Recorded data
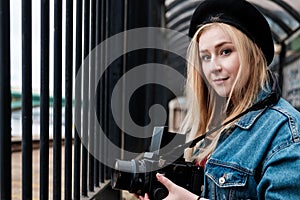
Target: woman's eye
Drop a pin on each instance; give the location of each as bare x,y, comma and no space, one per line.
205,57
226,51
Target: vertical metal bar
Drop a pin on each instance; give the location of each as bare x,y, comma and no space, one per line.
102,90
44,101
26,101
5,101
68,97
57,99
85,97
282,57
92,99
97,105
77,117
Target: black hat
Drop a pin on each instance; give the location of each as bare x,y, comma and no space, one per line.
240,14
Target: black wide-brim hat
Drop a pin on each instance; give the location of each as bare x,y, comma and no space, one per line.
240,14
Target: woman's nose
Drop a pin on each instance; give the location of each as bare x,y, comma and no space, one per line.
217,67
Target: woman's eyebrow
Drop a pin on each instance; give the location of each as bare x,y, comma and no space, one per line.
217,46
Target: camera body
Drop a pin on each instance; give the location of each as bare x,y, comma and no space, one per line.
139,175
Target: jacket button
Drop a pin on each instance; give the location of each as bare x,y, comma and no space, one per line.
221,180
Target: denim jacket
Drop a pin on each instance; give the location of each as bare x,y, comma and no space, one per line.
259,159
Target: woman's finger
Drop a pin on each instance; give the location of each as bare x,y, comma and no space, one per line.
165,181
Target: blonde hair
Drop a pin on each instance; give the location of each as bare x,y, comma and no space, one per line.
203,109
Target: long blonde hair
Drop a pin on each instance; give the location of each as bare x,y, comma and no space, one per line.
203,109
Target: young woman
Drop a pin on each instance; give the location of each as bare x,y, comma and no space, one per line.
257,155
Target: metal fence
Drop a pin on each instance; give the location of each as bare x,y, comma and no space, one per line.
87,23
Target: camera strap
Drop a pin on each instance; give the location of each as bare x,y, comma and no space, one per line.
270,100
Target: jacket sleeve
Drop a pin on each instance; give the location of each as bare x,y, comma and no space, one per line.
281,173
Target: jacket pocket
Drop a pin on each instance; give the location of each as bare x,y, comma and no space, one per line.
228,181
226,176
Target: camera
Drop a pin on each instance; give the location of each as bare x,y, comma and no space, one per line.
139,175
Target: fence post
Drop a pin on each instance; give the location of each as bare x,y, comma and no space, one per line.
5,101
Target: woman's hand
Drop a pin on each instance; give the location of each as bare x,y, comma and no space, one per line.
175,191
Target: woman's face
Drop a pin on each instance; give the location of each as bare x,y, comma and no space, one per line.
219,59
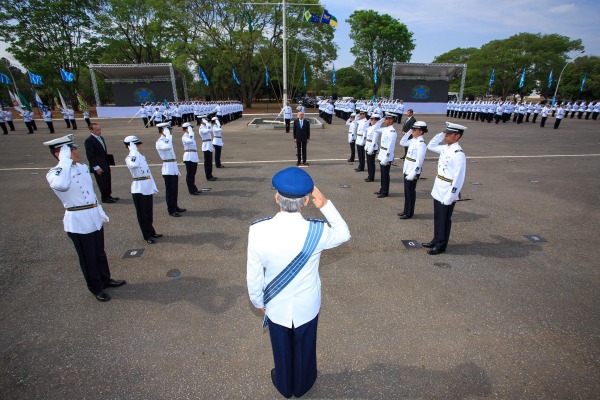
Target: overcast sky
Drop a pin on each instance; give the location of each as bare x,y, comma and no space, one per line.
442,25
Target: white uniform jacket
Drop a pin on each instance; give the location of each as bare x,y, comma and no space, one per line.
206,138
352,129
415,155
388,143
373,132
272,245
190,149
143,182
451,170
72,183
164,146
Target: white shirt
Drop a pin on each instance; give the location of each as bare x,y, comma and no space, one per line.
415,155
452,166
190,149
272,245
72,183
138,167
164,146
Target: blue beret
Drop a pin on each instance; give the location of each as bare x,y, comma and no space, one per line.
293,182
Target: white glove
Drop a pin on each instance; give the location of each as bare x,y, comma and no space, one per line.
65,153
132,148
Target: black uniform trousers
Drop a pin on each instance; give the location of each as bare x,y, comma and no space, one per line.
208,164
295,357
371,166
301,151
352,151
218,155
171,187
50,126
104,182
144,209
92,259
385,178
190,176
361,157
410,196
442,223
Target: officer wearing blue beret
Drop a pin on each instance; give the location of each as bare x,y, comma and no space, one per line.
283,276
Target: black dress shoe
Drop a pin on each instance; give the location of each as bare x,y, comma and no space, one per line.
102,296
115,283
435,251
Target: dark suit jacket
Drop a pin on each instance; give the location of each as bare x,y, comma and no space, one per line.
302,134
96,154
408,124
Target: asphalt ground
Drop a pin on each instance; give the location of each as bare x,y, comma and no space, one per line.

Requirements:
Rewrite the entries from the line containing "Target: blue beret" through the last entry, replacing "black dress shoe" with "black leather shoe" and leaving everything else unchanged.

Solution:
Target: blue beret
Drop a pin on each instance; give the location of each as bare x,y, comma and no space, one per line.
293,182
Target: white glove
Drop a pin on each instance; give the location of each as bare x,y, comma and no space, one per line.
65,153
132,148
Target: black uniform trousers
Drop a pin on each instance; give the location of each as bare x,y, comma and no space, one per line.
208,164
295,357
371,166
301,151
352,151
218,155
171,187
50,126
104,182
144,209
92,259
385,178
190,176
361,157
410,196
442,223
Target: officer wearing blue beret
Drop a pin on each instance; give the location of each as bare x,y, comma and no space, one per line.
283,276
Target: black leather shoe
Drop a pin on each instance; give the location of each as bare x,y, comma and no space, one per line.
102,296
115,283
435,251
Target: dark suit jacket
Drop a pin on each instance; give the location of each as bare x,y, comma and no space, one per line.
302,134
96,154
408,124
Target: asphalt ground
Drop a pin on each instance; give the location of each as bare x,y, comma and no space, one per line.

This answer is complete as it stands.